## Exercise aim
Copy out all of the material exactly as presented.

(A run of records)

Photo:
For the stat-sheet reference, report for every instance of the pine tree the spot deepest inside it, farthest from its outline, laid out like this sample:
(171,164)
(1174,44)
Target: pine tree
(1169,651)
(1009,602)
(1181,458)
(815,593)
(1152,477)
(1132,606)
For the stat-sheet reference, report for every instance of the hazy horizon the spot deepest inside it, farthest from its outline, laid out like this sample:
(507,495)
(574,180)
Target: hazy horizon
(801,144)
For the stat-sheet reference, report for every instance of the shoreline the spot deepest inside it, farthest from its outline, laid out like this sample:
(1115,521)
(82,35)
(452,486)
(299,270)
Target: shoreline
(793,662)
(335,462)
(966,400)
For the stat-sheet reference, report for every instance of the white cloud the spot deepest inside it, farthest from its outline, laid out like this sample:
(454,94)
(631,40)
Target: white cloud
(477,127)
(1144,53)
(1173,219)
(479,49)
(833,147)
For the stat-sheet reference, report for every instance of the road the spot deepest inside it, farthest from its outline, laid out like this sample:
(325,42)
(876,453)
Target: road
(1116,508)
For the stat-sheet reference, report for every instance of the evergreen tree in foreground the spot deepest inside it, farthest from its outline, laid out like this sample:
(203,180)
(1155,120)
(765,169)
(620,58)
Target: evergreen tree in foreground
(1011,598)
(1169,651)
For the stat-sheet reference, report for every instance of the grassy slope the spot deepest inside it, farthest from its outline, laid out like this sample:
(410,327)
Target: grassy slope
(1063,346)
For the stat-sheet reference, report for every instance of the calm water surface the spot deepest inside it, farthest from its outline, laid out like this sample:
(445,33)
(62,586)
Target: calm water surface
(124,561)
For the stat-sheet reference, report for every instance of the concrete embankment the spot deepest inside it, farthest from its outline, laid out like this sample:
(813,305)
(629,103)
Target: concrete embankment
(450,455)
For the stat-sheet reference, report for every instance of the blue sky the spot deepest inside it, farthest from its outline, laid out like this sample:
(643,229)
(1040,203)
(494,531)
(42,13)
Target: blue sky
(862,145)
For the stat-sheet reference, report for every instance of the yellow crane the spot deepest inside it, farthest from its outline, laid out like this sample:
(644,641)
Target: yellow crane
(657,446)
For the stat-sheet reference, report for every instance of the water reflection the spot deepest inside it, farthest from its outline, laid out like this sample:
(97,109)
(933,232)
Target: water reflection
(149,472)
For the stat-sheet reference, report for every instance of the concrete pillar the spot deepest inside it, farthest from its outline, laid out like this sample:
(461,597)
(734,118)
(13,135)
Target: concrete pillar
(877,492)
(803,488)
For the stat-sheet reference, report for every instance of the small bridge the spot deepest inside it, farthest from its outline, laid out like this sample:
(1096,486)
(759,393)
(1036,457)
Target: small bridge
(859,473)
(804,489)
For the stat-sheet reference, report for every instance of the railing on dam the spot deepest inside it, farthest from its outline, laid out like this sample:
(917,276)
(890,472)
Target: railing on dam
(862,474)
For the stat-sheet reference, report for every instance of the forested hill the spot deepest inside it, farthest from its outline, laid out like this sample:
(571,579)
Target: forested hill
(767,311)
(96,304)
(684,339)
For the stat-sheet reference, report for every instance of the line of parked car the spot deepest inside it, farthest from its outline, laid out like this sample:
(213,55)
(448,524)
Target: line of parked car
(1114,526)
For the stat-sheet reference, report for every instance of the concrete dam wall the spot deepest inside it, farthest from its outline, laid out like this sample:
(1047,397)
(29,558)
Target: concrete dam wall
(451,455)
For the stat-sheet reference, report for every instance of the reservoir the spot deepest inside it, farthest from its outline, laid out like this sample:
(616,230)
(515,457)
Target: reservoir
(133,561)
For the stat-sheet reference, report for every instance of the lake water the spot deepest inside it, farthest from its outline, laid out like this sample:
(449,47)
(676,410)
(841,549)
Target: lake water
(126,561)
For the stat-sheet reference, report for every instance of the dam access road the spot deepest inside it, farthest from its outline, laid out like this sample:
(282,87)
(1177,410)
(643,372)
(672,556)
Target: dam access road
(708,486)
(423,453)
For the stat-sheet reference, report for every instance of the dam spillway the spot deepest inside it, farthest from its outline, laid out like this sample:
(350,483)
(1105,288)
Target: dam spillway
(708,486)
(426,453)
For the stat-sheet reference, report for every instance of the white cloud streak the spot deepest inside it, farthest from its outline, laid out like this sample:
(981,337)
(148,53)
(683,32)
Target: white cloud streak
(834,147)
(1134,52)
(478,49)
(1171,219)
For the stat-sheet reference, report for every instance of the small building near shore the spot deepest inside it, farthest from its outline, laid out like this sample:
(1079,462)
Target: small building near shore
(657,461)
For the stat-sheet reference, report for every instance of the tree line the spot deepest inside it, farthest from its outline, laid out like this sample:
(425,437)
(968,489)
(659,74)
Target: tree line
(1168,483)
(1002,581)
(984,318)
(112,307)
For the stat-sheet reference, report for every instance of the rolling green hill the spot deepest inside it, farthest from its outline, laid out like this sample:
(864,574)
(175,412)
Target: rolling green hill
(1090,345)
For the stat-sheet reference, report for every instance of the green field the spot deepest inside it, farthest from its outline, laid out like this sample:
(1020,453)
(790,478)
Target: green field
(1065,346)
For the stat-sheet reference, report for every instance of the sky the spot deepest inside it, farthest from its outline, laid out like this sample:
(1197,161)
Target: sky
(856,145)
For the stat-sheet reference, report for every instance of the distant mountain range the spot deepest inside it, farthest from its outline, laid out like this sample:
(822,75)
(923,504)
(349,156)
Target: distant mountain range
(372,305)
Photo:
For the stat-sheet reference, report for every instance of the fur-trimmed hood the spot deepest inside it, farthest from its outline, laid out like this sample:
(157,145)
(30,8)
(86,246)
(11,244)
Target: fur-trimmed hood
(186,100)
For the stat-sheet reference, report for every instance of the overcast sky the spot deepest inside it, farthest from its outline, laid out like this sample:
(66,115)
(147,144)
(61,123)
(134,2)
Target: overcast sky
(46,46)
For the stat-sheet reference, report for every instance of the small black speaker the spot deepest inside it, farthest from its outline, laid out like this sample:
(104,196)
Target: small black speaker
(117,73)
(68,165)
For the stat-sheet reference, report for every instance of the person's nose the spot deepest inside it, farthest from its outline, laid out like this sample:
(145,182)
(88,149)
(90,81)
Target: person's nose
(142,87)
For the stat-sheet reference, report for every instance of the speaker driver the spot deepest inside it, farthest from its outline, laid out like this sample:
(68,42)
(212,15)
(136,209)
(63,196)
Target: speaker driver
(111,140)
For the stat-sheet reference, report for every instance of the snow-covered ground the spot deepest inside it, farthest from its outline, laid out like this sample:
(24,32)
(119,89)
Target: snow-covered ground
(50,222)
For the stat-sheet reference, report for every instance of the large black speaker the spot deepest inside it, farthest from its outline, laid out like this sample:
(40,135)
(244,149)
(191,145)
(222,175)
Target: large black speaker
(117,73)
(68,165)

## Solution for this problem
Photo:
For the stat-sheet reference, report for every instance of the pine tree the spot deepest inside it, farthest from its outline, laid out like this sample:
(171,164)
(1174,44)
Target: pine tree
(1169,651)
(1009,602)
(1181,458)
(815,593)
(1152,477)
(1132,606)
For the stat-sheet reference, report for every instance of the hazy horizon the spot deepest inside it, farthest from its outline, laid out like this sample:
(507,495)
(574,180)
Target: hazy horizon
(801,144)
For the stat-sheet reference, report for every instance of the shoreline the spot deepest inside it, farthest from its outline, laid out like this sample:
(1115,521)
(82,35)
(452,486)
(299,270)
Target: shoreline
(793,662)
(335,462)
(966,400)
For the stat-sheet reference, report for every instance of the white cloud the spot deepest inside it, farthest from its outline, laid out like this sample:
(454,94)
(631,40)
Target: white cloud
(477,127)
(1144,53)
(1173,219)
(479,49)
(833,147)
For the stat-sheet reference, report for every instance of the road the spot deepest inside it, farthest from its outline, laid out like this sample:
(325,42)
(876,453)
Target: road
(1116,508)
For the stat-sheet reference, report for every instance of the evergreen tree in foreground the spot deepest inside it, farthest from its outline, laid out like this sample:
(203,180)
(1155,120)
(765,169)
(620,58)
Target: evergreen tree in foreground
(1011,598)
(1169,651)
For the stat-sheet reference, report for every instance of the grassy slope the spot deepest inside it, farthest from its outline, laid out like this sample:
(410,327)
Target: grassy slope
(1063,346)
For the stat-sheet reference, report for every instance of the calm water surface the spot deepest inside it, farthest from its outline, laid out like this sample:
(445,33)
(62,586)
Target: calm water surface
(124,561)
For the stat-sheet reference, report for every instance of the concrete embankment the spot deepest inside it, farthest from its outline, laid out like this sample:
(813,305)
(629,103)
Target: concrete embankment
(450,455)
For the stat-sheet reference, report for every instance of the blue sky the spot deepest inside it, farthest from its outline, laid out like this sample:
(643,229)
(1040,203)
(494,531)
(42,13)
Target: blue sky
(862,145)
For the stat-sheet reference, report for every instance of the yellow crane the spot deepest inside it, farthest from its outline, laid out like this sample:
(644,641)
Target: yellow crane
(657,446)
For the stat-sheet reference, report for every instance of the water reflection the spot deepest inside it, farthest from its outline, laid out like this sample:
(97,109)
(933,232)
Target: water reflection
(149,472)
For the stat-sheet reference, report for every instance of the concrete pillar the spot deepest inside it, farthest from its outline, laid out like this sample:
(461,597)
(734,118)
(13,135)
Target: concrete pillar
(877,492)
(803,488)
For the stat-sheet reference, report for every instance of the small bridge the spot deepest inside it, farthest from its outline, laid out like this sample:
(1096,486)
(759,393)
(1036,457)
Target: small bridge
(859,473)
(804,489)
For the stat-sheet reference, report for every instance of the railing on dam the spot deepest inside it, farthest from its outline, laid out like this sample:
(917,276)
(890,472)
Target: railing on dam
(862,474)
For the stat-sheet reference, report for every instance of the forested hill the spot deepest inside it, farthest from its outline, laid out like this sample:
(571,579)
Target: forested hill
(767,311)
(96,304)
(684,339)
For the stat-sheet reference, report for every instance of the line of parked car the spot deepest inside it, farthest from its outline, laid out like this sample:
(213,55)
(448,524)
Target: line of parked car
(1114,526)
For the stat-sheet reference, report for every instance of the concrete dam wall the spot deepest inside it, farthest from its outline, laid out like this sample:
(1047,397)
(29,558)
Target: concrete dam wall
(451,455)
For the stat-sheet reference, report for every instance of the reservoir the spot deepest inside it, farthest from its outline, laid out like this sample:
(616,230)
(515,457)
Target: reservoir
(133,561)
For the stat-sheet reference, report for every instance of the lake water the spot deepest inside it, farthest from its outline, laid out like this sample:
(449,47)
(676,410)
(841,549)
Target: lake water
(126,561)
For the stat-sheet reference, report for every instance of the dam access road the spot deepest inside it, farthest from its outline, laid out like this sample:
(282,87)
(1177,410)
(643,372)
(672,556)
Target: dam access road
(708,486)
(423,453)
For the stat-sheet reference, report for every instance of the dam spillway the spot deepest inside it, farthest from its outline, laid out like this sample:
(350,483)
(1105,288)
Target: dam spillway
(708,486)
(426,453)
For the stat-sheet reference, report for every instance of the white cloud streak the spot deepest inside it, farthest from its outline, laid out like this sample:
(981,337)
(148,53)
(683,32)
Target: white cloud streak
(834,147)
(1134,52)
(478,49)
(1171,219)
For the stat-sheet reference, report for every instance of the small building near shore the spot deepest inside it, farthest from its outline, laid out like this sample:
(1079,462)
Target: small building near shore
(657,461)
For the stat-sheet reference, report for every instance of the tree line the spot deepest inside it, farthest from its outline, laid out like this sample:
(425,437)
(968,489)
(659,74)
Target: tree line
(1168,483)
(1002,581)
(984,318)
(112,307)
For the stat-sheet reference, report for every instance of the rolling green hill the spot deepest inside it, farthest from its outline, laid out like this sample:
(864,574)
(175,412)
Target: rolling green hill
(1090,345)
For the stat-sheet reference, report for every instance of the green field the spot deepest inside it, farthest from its outline, laid out like this sample:
(1020,453)
(790,478)
Target: green field
(1065,346)
For the stat-sheet reference, report for every instance of the sky the spot deepest inside it, farthest from its outline, laid out like this sample:
(1197,161)
Target: sky
(856,145)
For the stat-sheet reference, report for every instance of the distant mountain range the spot deepest inside it, farthest from its outline, laid out like this sample:
(822,75)
(923,504)
(349,156)
Target: distant mountain range
(372,305)
Photo:
For the stat-sheet reference, report for every instance of the fur-trimmed hood the spot deepest inside it, farthest from its outline, laid out like this sample:
(157,145)
(30,8)
(86,246)
(11,244)
Target: fur-trimmed hood
(186,100)
For the stat-sheet reference, report for every instance of the overcast sky the spot deepest inside it, farthest from its outline, laid out like this sample:
(66,115)
(147,144)
(61,123)
(134,2)
Target: overcast sky
(46,46)
For the stat-sheet reference, report for every instance of the small black speaker the spot deepest inside it, farthest from its outline, laid out like this sample:
(104,196)
Target: small black speaker
(117,73)
(68,165)
For the stat-sheet reference, report for every instance of the person's nose the spot deepest inside it, farthest from its outline, laid out like this sample:
(145,182)
(88,149)
(90,81)
Target: person's nose
(142,87)
For the stat-sheet reference, report for every instance of the speaker driver the spot deepest inside it, farthest from its outline, laid out like this sample:
(68,42)
(212,15)
(136,209)
(63,196)
Target: speaker driver
(111,140)
For the stat-sheet reference, report for every instance of the snow-covered ground the spot deepest inside it, farthest from its outline, laid out like this sample:
(24,32)
(119,89)
Target: snow-covered ground
(50,222)
For the stat-sheet reference, report for every instance of the large black speaker the spot deepest inside it, farthest from its outline, laid out like this sample:
(40,135)
(244,149)
(191,145)
(222,175)
Target: large black speaker
(117,73)
(68,165)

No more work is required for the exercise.